Article
-=-=-=-=-

27 Juin 2010 , Rédigé par CC Publié dans #Notes de lecture

juillet_2006_033.jpgOn trouvera en suivant le lien http://www.parutions.com/index.php?pid=1&rid=4&srid=4&ida=12401 mon compte-rendu de lecture de Naissance des divinités, naissance de l'agriculture - La révolution des symboles au Néolithique, de Jacques Cauvin, un ouvrage de référence.

Comment  les dieux créèrent des paysans

 

 

Jacques CauvinNaissance des divinités, naissance de l’agriculture

L'auteur du compte rendu : Docteur en sociologie, diplômé de l’Institut d’Etudes politiques de Paris et de la Sorbonne (maîtrise de philosophie), Christophe Colera est l'auteur, entre autre, chez L’Harmattan, de Dialogue sur les aléas de l’histoire (2010).

 

Feu-Jacques Cauvin, préhistorien, directeur de recherche au CNRS qui dirigea de nombreux chantiers de fouilles au Liban en Syrie et en Turquie fut une sommité des études archéologiques françaises. Son livre « Naissance des divinités, naissance de l’agriculture », initialement paru en 1994, et qu’aujourd’hui les éditions du CNRS publient à nouveau, est désormais un grand classique de la réflexion sur les origines de l’agriculture dans l’histoire humaine : un livre dense, précis, extrêmement bien documenté, et qui, de surcroît, propose des pistes de réflexion nouvelles, une grille de lecture bien différente des préhistoriens antérieurs et riche en enseignements sur les moteurs de l’évolution qui firent du primate humain un animal sédentaire disposé à transformer profondément son environnement.

 

Le sujet n’est pas simple. Au Proche-Orient, autour de 9 000 avant J.-C. (au khiamien), des petites communautés sédentarisées ne se contentent plus de récupérer quelques graines de blé sauvage pour les semer de temps en temps et récolter quelques suppléments à leur menu habituel de chasseurs-cueilleurs (comme on le faisait au natoufien). Elles organisent toute leur société autour d’une économie des semailles et de la récolte annuelle. Pourquoi ?

 

Seule une étude minutieuse des civilisations qui apparaissent là permet d’éclairer ce mystère : celles du PPNA (Pre-Pottery Neolithic A) avec ses trois déclinaisons : le sultanien en Palestine, l’aswadien en Syrie, le mureybétien sur le Moyen Euphrate (qui est au cœur du processus) ; et celle du PPNB (Pre-Pottery Neolithic B).

-=-=-=-=-

(Entrées enregistrées du jeu de données)
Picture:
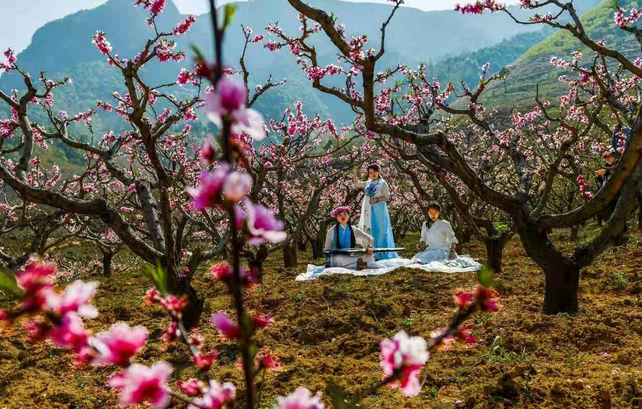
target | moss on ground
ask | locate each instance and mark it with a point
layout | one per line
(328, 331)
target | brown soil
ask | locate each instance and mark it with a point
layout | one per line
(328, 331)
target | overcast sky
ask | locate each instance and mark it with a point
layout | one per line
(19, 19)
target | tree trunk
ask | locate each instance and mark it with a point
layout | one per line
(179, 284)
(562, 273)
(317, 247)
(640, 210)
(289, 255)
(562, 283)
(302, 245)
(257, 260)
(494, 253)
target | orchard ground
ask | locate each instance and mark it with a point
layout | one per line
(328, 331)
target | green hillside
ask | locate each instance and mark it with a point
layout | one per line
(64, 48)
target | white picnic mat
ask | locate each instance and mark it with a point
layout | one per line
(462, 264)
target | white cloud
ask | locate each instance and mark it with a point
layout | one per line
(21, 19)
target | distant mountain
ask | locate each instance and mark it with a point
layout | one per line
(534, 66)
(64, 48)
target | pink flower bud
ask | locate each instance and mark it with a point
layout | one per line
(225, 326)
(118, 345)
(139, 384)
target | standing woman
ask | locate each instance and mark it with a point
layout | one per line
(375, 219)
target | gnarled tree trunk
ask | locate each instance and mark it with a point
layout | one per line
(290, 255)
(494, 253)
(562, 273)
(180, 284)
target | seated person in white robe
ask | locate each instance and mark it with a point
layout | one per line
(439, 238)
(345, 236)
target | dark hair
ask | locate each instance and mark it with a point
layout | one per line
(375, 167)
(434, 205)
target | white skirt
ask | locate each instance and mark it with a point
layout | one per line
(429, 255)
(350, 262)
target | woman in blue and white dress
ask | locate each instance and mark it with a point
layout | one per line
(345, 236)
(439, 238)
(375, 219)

-=-=-=-=-

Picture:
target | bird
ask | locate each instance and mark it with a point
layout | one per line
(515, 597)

-=-=-=-=-

Consignes
- a) Reproduis mot pour mot le passage de l'article qui commence par les mots contenant « Le sujet n’est » et se termine par « (Pre-Pottery Neolithic B). ».
- b) Relève dans la liste toutes les lignes où figure le mot « woman », en les recopiant telles quelles.

Réponses
- a)
Le sujet n’est pas simple. Au Proche-Orient, autour de 9 000 avant J.-C. (au khiamien), des petites communautés sédentarisées ne se contentent plus de récupérer quelques graines de blé sauvage pour les semer de temps en temps et récolter quelques suppléments à leur menu habituel de chasseurs-cueilleurs (comme on le faisait au natoufien). Elles organisent toute leur société autour d’une économie des semailles et de la récolte annuelle. Pourquoi ?

 

Seule une étude minutieuse des civilisations qui apparaissent là permet d’éclairer ce mystère : celles du PPNA (Pre-Pottery Neolithic A) avec ses trois déclinaisons : le sultanien en Palestine, l’aswadien en Syrie, le mureybétien sur le Moyen Euphrate (qui est au cœur du processus) ; et celle du PPNB (Pre-Pottery Neolithic B).

- b)
target | standing woman
target | woman in blue and white dress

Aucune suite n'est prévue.